Output, please, every line from the line that holds "hair in this photo, one per instance." to the end, exactly as written.

▶ [Rows]:
►
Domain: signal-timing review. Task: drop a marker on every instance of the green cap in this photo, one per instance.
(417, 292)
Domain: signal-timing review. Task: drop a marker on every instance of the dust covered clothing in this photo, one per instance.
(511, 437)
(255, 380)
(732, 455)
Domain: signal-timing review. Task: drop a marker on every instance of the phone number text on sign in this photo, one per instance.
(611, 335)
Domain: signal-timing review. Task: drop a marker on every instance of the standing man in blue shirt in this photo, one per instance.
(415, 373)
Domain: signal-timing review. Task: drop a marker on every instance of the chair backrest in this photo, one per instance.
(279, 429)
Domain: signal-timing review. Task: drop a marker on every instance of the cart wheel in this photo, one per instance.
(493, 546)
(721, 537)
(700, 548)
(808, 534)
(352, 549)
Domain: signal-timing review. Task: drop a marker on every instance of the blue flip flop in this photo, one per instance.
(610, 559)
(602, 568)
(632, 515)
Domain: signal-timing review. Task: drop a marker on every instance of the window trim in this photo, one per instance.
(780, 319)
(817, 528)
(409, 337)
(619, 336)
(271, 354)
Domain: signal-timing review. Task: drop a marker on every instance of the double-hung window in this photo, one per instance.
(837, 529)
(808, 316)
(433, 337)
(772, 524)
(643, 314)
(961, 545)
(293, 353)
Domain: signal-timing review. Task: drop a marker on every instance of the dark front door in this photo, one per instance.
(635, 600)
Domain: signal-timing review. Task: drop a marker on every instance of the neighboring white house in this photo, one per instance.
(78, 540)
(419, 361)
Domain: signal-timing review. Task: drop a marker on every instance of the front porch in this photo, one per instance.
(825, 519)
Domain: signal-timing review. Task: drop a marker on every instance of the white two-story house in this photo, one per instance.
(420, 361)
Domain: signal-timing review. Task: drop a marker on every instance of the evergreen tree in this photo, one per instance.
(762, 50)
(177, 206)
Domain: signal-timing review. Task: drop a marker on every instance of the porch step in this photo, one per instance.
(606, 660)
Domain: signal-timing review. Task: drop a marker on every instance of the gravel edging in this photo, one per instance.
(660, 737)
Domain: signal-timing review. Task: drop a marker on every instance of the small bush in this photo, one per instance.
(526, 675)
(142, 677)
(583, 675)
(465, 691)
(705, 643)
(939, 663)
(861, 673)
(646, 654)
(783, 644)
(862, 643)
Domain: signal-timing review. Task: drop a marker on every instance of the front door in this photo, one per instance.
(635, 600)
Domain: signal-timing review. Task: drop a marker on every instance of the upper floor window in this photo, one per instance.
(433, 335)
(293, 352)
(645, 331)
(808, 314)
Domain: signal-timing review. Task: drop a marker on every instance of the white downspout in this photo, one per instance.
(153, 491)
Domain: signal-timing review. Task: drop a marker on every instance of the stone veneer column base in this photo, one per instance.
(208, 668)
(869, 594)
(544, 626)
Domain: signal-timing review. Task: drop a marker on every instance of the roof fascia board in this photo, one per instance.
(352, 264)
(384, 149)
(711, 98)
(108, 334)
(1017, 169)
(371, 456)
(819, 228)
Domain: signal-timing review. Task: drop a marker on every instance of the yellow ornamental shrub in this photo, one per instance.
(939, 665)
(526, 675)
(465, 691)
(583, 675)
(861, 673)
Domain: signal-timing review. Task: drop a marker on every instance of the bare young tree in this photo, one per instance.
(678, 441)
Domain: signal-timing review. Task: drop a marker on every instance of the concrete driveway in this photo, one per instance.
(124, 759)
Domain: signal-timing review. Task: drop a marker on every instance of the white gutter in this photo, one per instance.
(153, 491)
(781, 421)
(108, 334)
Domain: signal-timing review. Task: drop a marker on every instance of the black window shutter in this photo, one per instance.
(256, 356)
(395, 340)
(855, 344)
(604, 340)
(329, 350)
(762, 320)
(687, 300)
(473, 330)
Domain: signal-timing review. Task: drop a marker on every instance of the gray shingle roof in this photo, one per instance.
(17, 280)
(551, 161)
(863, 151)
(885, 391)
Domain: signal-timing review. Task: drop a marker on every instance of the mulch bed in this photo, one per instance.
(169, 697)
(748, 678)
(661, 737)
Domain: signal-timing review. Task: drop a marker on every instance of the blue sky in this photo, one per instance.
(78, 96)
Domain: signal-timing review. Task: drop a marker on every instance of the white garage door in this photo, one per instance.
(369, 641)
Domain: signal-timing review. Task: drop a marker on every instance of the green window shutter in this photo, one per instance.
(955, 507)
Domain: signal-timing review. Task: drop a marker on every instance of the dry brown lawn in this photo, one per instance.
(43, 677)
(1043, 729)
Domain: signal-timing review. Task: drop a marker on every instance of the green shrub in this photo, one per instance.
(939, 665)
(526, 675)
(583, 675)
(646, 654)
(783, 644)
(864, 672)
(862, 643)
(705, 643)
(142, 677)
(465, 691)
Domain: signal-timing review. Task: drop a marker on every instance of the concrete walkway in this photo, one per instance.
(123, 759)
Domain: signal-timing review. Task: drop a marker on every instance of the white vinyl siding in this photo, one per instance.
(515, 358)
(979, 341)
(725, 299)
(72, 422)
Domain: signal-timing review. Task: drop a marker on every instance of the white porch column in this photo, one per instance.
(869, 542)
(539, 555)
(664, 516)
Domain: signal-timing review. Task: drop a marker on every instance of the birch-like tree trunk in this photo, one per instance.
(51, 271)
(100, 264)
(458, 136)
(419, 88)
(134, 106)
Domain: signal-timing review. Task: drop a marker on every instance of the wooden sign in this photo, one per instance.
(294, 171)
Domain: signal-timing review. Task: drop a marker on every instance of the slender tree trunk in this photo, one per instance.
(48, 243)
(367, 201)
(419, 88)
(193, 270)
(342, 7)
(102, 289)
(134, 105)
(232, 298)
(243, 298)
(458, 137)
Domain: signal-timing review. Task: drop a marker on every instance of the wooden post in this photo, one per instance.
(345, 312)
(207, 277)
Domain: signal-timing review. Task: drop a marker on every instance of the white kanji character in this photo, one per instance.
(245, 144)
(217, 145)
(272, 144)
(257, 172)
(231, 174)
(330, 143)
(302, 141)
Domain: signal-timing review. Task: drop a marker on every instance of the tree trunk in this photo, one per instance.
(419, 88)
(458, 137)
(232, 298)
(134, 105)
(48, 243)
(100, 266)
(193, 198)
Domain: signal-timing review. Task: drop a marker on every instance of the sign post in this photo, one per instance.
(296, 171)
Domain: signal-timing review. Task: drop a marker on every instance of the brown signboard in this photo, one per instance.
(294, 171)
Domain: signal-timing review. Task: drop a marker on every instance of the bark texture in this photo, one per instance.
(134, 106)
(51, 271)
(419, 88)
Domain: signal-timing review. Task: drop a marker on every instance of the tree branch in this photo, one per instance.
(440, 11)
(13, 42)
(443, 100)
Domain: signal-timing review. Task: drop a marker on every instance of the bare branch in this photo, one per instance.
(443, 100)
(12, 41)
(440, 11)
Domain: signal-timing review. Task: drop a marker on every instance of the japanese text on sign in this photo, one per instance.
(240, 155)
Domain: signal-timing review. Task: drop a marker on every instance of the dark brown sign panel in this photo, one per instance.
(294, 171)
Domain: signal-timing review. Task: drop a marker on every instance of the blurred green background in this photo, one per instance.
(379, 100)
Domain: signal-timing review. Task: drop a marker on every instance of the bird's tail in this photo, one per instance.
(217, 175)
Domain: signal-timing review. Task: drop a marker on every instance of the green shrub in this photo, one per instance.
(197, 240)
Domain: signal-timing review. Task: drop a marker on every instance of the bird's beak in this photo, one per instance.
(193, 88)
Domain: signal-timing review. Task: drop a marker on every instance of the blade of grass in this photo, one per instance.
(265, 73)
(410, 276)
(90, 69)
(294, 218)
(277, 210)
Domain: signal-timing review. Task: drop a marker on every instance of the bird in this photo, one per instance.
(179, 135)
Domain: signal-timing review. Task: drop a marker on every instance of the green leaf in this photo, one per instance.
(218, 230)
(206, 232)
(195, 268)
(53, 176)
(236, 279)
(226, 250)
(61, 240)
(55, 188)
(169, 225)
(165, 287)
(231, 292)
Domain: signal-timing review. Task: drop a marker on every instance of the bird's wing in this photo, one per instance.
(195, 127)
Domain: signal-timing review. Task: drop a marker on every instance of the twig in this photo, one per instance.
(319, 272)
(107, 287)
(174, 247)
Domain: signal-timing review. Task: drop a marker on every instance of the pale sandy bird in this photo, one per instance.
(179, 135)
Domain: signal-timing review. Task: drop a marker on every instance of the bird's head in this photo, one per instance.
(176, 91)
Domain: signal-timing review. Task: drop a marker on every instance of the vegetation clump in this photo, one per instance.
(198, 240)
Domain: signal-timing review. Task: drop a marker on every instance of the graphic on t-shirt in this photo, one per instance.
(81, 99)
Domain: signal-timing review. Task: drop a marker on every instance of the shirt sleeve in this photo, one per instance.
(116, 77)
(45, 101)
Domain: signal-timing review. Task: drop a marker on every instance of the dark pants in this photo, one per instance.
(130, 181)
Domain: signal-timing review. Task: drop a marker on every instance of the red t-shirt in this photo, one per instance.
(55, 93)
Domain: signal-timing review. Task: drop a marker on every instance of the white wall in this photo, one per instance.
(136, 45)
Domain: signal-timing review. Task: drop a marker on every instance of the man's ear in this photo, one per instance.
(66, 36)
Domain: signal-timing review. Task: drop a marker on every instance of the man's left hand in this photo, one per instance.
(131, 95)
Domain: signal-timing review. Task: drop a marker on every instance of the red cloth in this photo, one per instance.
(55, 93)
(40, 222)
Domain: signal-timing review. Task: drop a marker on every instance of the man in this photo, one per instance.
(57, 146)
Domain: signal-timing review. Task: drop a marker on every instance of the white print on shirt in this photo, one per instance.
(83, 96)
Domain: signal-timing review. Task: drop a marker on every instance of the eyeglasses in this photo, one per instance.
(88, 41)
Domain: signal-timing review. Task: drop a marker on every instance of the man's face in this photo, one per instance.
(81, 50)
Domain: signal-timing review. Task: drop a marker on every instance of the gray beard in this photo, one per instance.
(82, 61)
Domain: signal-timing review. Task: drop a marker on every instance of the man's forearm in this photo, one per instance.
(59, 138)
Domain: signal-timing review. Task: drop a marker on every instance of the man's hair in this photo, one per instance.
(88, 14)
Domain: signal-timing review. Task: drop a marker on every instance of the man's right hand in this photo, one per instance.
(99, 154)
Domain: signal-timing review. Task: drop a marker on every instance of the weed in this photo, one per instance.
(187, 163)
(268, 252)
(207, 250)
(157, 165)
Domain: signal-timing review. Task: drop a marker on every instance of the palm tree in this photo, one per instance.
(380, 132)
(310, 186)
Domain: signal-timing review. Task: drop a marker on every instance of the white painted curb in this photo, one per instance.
◄
▶ [Response below]:
Domain: signal-timing review. Task: drop a marker on every instance of the man's hair in this photo, one per instance.
(88, 14)
Domain: signal-timing review. Task: drop a marker on every instance of the man's right hand in this photo, one per instance.
(99, 154)
Domain: signal-timing review. Task: drop a marker on every instance of the weed in this photo, one per instance.
(187, 163)
(268, 252)
(207, 250)
(157, 165)
Domain: signal-timing review. Task: drop a marker on every instance of the palm tree in this photo, one per instance.
(380, 132)
(310, 186)
Domain: signal-timing review. Task: drop a marker on every instance of the white painted curb in this photo, one per instance.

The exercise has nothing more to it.